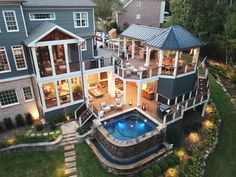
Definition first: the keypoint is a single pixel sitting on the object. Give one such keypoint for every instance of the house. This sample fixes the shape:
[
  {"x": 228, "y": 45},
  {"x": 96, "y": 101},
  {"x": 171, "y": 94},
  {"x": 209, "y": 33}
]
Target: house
[
  {"x": 142, "y": 12},
  {"x": 41, "y": 45},
  {"x": 48, "y": 67}
]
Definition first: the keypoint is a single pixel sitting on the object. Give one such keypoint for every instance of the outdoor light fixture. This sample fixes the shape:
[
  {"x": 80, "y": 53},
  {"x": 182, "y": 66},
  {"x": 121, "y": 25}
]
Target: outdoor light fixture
[{"x": 194, "y": 137}]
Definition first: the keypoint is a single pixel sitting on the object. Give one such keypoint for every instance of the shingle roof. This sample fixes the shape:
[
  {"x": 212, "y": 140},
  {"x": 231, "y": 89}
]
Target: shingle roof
[
  {"x": 141, "y": 32},
  {"x": 39, "y": 31},
  {"x": 59, "y": 3},
  {"x": 43, "y": 29},
  {"x": 174, "y": 38}
]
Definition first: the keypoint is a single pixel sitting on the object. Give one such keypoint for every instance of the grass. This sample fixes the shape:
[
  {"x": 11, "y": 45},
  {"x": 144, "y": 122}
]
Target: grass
[
  {"x": 222, "y": 163},
  {"x": 32, "y": 164},
  {"x": 88, "y": 164}
]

AIM OF THE EXERCISE: Copy all the rows above word for word, leaving out the pictures.

EXERCISE SOLUTION:
Definition first: the keypoint is a single pixel sitting on the object. Give one such keypoint for every instance of the house. This sample fixes the shape:
[
  {"x": 228, "y": 45},
  {"x": 96, "y": 101},
  {"x": 171, "y": 94},
  {"x": 209, "y": 33}
]
Target: house
[
  {"x": 142, "y": 12},
  {"x": 41, "y": 45},
  {"x": 48, "y": 67}
]
Definition first: the keypoint is a single pixel sitting on the object. Give one such keypoint for every instance of the outdoor light fixture. This sample fixes the shape:
[
  {"x": 80, "y": 53},
  {"x": 182, "y": 66},
  {"x": 121, "y": 25}
]
Target: outdoor light fixture
[{"x": 194, "y": 137}]
Definition first: the keypoint is a single pixel sitting on the object. Give one such keypoint for every instance of the shingle roof. This sample fixes the shape:
[
  {"x": 212, "y": 140},
  {"x": 231, "y": 89}
]
Target: shingle roof
[
  {"x": 141, "y": 32},
  {"x": 39, "y": 31},
  {"x": 59, "y": 3},
  {"x": 43, "y": 29},
  {"x": 174, "y": 38}
]
Definition first: the keypoint is a single pixel sitting on the object. Give one such keypoint for every instance of the grass. This sample fixes the shape:
[
  {"x": 11, "y": 45},
  {"x": 144, "y": 122}
]
Target: grass
[
  {"x": 222, "y": 163},
  {"x": 32, "y": 164},
  {"x": 88, "y": 164}
]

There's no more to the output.